PROBLEM STATEMENT
Every single record needs to be restated word for word.

== DATA RECORDS

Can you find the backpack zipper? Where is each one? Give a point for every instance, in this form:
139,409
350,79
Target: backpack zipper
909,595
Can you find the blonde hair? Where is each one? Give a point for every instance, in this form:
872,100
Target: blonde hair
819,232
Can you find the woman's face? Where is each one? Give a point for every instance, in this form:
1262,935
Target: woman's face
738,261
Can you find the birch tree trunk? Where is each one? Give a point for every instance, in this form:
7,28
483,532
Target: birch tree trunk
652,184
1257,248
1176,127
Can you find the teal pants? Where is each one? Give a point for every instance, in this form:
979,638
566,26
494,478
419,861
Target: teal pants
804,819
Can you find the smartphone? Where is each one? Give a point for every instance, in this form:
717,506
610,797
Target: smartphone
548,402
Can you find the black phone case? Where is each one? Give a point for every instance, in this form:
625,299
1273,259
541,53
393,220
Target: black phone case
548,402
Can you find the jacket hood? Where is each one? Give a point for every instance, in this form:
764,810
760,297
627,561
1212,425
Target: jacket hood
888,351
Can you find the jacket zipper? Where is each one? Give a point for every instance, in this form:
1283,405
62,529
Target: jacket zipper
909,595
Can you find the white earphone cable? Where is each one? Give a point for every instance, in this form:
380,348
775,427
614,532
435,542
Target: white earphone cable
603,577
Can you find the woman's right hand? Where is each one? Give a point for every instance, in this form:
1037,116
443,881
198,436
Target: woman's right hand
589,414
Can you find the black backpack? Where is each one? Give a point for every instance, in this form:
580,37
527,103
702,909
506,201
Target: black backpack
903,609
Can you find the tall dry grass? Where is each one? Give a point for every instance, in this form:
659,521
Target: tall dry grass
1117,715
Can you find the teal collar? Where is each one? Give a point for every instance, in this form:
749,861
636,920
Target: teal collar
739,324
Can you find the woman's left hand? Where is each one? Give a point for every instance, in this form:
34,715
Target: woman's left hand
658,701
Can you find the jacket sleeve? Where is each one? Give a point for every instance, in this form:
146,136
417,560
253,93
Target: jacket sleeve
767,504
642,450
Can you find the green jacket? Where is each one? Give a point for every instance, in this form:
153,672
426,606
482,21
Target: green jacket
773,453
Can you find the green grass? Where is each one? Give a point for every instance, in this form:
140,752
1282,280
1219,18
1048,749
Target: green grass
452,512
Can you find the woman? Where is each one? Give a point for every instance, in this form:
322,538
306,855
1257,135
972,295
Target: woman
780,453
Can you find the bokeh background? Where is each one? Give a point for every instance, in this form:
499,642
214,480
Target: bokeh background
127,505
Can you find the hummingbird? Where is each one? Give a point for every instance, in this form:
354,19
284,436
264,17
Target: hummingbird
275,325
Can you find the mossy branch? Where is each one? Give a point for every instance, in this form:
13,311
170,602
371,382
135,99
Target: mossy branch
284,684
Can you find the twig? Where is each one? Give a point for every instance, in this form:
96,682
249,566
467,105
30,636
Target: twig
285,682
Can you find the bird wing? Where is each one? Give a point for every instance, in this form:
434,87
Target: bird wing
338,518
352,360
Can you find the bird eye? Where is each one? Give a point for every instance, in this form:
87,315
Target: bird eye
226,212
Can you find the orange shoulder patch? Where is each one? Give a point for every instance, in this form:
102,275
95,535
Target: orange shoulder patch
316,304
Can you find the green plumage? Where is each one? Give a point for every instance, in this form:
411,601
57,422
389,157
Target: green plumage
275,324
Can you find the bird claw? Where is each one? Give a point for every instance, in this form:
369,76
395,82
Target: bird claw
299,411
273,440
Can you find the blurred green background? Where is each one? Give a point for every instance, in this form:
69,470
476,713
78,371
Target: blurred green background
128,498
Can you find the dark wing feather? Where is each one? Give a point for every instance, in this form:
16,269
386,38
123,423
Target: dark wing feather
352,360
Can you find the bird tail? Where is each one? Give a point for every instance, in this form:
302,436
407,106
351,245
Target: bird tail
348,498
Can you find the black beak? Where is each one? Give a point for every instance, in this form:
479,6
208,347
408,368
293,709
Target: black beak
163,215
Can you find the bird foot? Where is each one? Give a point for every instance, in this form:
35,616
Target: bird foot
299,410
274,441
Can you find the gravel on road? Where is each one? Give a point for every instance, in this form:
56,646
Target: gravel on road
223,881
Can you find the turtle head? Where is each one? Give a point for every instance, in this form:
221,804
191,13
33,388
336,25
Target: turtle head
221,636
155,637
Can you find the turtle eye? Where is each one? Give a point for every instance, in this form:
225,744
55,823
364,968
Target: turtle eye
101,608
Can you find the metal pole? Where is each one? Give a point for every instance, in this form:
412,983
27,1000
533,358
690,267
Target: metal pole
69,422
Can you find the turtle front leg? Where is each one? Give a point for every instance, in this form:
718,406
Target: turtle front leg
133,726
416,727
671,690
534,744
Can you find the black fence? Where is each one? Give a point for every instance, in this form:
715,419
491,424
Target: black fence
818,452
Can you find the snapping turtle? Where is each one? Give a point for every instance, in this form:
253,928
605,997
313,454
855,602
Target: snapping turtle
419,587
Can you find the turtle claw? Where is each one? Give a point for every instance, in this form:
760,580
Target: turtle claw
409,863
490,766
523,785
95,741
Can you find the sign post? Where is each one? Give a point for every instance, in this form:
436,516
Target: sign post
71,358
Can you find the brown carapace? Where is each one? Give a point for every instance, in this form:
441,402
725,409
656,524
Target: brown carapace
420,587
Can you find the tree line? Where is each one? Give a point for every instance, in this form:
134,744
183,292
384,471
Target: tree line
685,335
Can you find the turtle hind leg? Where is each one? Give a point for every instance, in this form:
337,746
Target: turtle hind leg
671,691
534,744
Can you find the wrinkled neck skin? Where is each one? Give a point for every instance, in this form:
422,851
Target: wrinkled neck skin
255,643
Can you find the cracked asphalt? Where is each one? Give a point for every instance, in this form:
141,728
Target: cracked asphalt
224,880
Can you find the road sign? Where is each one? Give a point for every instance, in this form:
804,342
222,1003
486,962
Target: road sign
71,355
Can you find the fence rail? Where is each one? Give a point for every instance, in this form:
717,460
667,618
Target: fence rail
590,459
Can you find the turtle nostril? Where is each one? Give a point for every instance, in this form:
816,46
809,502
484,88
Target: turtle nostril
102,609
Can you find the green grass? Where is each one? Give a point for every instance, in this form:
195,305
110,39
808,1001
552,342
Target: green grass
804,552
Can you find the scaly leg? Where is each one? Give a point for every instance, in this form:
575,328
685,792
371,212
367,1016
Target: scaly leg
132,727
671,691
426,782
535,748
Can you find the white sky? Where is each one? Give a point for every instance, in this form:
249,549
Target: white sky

====

TASK OUTPUT
Can you find the backpack zipper? Where is each one? Give a point for every instance, in this form:
139,409
350,79
Target: backpack zipper
909,595
Can you find the blonde hair? Where is each one? Give a point for every instance, in this form:
872,100
Target: blonde hair
819,232
Can you find the woman's face? Where is each one? Give a point for every instance, in this form:
1262,935
Target: woman's face
738,261
Can you find the birch tree trunk? Where is each one? Give a point for every instance, in this form:
7,28
483,532
Target: birch tree trunk
652,184
1257,248
1176,127
Can you find the teal pants? Where is each one? Give a point for every instance, in this form:
979,638
566,26
494,478
419,861
Target: teal pants
804,819
Can you find the smartphone? Where is each one? Give a point for every instance, in this form:
717,506
610,797
Target: smartphone
548,402
Can you find the black phone case? Where is each one? Give a point for every instance, in this form:
625,299
1273,259
541,53
393,220
Target: black phone case
548,402
Can you find the jacket hood? Where is each one? Give a point for every instance, in this form:
764,810
760,297
627,561
1212,425
Target: jacket hood
888,351
Can you find the jacket zipper? Where is each one? Give a point for every instance, in this form:
1283,405
62,529
Target: jacket zipper
909,595
Can you find the white earphone cable? Where is each one? Give a point for every instance, in this form:
380,348
775,427
614,532
435,542
Target: white earphone cable
603,577
Can you find the woman's right hand? Where is each one? Give a point for every instance, in this form:
1037,116
443,881
198,436
Target: woman's right hand
589,414
Can you find the black backpack? Where is each one? Give a point for every instance, in this form:
580,37
527,103
702,909
506,201
Target: black backpack
903,609
Can you find the tall dry grass? Where is each one? Give a point for every instance, in this form:
659,521
Target: tall dry grass
1117,715
Can you find the teal collar? Where is each one? Give a point for every instance, in this form:
749,861
636,920
Target: teal collar
739,324
Can you find the woman's left hand? Where is each one? Give a point for every instance, in this form:
34,715
Target: woman's left hand
658,701
Can you find the jacket sleeve? Where is each one? Give a point for every instance, in this form:
146,136
417,560
253,93
Target: jacket sleeve
767,504
642,450
Can you find the green jacket? Where is each one? Give a point for every instance, in this form:
153,672
426,606
482,21
Target: green jacket
773,453
Can you find the green grass? Where is each one? Give a point for every instance, in this form:
140,752
1282,280
1219,18
1048,749
Target: green grass
452,512
Can you find the woman? Where is each one? Give a point for every instance, in this form:
322,538
306,855
1257,135
972,295
Target: woman
780,453
Can you find the bokeh background? Where is each one? Give a point for every instance, in this form:
499,642
214,480
Target: bokeh background
127,505
Can you find the hummingbird? Where is each one? Give a point for every instance, in this form:
354,19
284,436
264,17
Target: hummingbird
275,325
Can you find the mossy branch? Where is each one? Give a point for every instance, in this form:
13,311
170,602
371,382
135,99
Target: mossy branch
284,684
Can you find the twig? Where is each one? Give a point for every instance, in this form:
96,682
249,566
467,105
30,636
Target: twig
285,682
Can you find the bird wing? Where is each one? Give a point for every instance, in this form:
434,87
Target: bird wing
338,518
352,360
Can you find the bird eye? Where is each one? Give a point for every instance, in this form:
87,315
Target: bird eye
226,212
Can you find the orange shoulder patch? Where is each one? Give a point for every instance, in this form:
102,275
95,535
Target: orange shoulder patch
316,304
Can you find the green plumage? Where is each one? Give a point for every instance, in this form:
411,601
57,422
389,157
Target: green plumage
275,324
Can you find the bird claw? Where is each one? Give a point for every instance, in this form:
369,76
395,82
Target: bird claw
299,411
273,440
Can you find the blurred green background? Where is each one? Give a point for every instance, in this form:
69,470
476,713
78,371
Target: blurred green background
128,498
Can you find the dark wing feather? Where is each one? Give a point for every instance, in this form:
16,269
386,38
123,423
Target: dark wing feather
352,360
Can you find the bird tail? Where is each one? Give a point for every instance, in this form:
302,436
407,106
351,245
Target: bird tail
348,498
Can you find the black beak? Where is each one? Give a point for every instance, in this form:
479,6
208,347
408,368
293,709
Target: black beak
163,215
Can you find the bird foot? Where is each one? Give a point for every instance, in this form:
35,616
Target: bird foot
299,410
274,441
Can you find the gravel on road? Where is each one? Give a point for every instance, in this form:
56,646
Target: gravel on road
223,881
Can you find the turtle head? Where is each one? Give a point for every instance, in this form:
221,804
191,13
33,388
336,25
Target: turtle head
221,636
155,637
Can you find the turtle eye? Where is each one? Give a point for every instance, in this form:
225,744
55,823
364,968
Target: turtle eye
101,608
Can you find the metal pole? Where is each one? Give a point for every instance, in this form:
412,983
27,1000
533,358
690,267
Target: metal pole
69,422
Can you find the turtle front leg? Where is each one? Give a point for every instance, in this form:
718,406
Target: turtle front leg
133,726
416,727
671,690
534,744
Can you find the black fence? Where is each one? Give a point for every instance, in this form:
715,419
491,424
Target: black fence
818,452
Can you find the snapping turtle? Where is each one? Give a point for every instance, in this form:
253,928
605,997
313,454
855,602
Target: snapping turtle
419,587
Can you find the turtle claw? Where is each one? Give a point for every instance, in this form:
760,580
Target: turtle claw
409,863
490,766
523,785
95,741
Can you find the sign post? Where is each one? Give a point for every instance, in this form:
436,516
Target: sign post
71,358
Can you find the brown carapace? Where is each one? Give a point for every instance, in this form:
441,402
725,409
656,524
Target: brown carapace
420,587
Can you find the tree line? Where is each one? Give a point for every instance, in this form:
134,744
183,292
384,471
Target: tree line
685,335
Can you find the turtle hind leg? Where is each one? Give a point for every instance, in this form:
337,746
Target: turtle hind leg
671,691
534,744
Can you find the wrinkled neck skin? Where is each one? Give a point for every instance, in this form:
422,851
Target: wrinkled neck skin
255,643
Can you find the cracked asphalt? Where is each one? Give a point for every instance, in this form:
141,728
Target: cracked asphalt
224,880
Can you find the road sign? Where is each one? Give a point for every instance, in this form:
804,342
222,1003
486,962
Target: road sign
71,355
Can you find the fence rail? Where is each one? Give a point for every instance, in this form:
717,460
667,618
Target: fence rail
590,459
Can you find the turtle nostril? Where is each one? Give a point for every instance, in this form:
816,46
809,502
484,88
Target: turtle nostril
102,609
Can you find the green grass? Where is each one? Give a point for every instance, in this form:
195,305
110,39
808,1001
552,342
Target: green grass
804,552
Can you find the scaly leg? Where is each one? Give a point for every instance, in this form:
575,328
685,792
371,212
367,1016
Target: scaly leg
132,727
671,691
426,782
535,748
Can you find the white sky? Where is each one? Give a point for every instance, in this form:
249,549
Target: white sky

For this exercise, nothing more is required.